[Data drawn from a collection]
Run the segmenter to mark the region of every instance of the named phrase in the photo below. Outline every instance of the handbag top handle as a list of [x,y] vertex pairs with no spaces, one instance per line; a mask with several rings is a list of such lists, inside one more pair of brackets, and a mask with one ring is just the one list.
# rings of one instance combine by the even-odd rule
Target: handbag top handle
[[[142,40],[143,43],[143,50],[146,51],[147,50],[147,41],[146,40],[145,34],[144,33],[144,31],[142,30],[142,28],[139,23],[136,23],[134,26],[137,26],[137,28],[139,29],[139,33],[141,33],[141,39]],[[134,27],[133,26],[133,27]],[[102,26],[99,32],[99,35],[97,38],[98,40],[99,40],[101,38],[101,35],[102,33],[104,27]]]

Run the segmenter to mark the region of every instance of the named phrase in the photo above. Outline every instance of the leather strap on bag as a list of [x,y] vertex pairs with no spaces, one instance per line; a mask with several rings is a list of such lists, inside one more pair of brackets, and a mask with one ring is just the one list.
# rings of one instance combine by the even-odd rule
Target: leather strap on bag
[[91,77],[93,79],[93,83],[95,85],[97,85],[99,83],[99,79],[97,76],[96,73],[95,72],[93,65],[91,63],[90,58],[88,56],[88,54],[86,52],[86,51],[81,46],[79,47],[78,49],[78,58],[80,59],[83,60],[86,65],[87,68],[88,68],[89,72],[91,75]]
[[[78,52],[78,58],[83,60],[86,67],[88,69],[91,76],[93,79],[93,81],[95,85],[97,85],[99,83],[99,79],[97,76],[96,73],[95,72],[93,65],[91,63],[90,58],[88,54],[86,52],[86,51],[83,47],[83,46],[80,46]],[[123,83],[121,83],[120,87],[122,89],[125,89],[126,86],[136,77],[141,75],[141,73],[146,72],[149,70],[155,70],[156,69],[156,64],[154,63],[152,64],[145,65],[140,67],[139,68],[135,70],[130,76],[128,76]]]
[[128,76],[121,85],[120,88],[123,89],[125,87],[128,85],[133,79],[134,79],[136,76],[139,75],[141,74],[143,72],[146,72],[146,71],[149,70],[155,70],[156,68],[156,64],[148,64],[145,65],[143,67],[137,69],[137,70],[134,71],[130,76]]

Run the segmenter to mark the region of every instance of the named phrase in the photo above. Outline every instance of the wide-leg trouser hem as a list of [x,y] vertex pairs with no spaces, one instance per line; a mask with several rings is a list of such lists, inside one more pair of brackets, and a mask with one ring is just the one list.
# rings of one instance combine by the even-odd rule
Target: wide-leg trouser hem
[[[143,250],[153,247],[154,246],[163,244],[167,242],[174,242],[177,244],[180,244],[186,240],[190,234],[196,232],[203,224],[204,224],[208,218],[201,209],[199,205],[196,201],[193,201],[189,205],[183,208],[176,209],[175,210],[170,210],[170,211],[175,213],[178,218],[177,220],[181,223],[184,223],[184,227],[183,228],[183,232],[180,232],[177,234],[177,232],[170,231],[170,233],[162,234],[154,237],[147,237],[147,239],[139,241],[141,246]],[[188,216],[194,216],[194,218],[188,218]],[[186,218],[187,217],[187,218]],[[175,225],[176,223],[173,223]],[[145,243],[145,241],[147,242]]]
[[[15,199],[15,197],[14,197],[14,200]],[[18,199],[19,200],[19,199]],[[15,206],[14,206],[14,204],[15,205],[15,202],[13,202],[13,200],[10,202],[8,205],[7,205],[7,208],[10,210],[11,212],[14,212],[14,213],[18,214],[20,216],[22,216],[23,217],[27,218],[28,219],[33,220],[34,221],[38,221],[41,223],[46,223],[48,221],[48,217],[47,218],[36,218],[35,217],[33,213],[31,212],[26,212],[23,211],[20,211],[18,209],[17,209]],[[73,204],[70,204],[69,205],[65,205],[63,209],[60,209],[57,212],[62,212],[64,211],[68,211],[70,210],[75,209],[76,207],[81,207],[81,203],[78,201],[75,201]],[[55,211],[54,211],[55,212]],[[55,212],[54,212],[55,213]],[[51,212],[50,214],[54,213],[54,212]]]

• **EXERCISE REQUIREMENTS**:
Extract each line of the material above that contains the string "Target". Case must match.

• **FULL RESPONSE**:
Target: handbag top handle
Target: leather strap on bag
Target: wide-leg trouser hem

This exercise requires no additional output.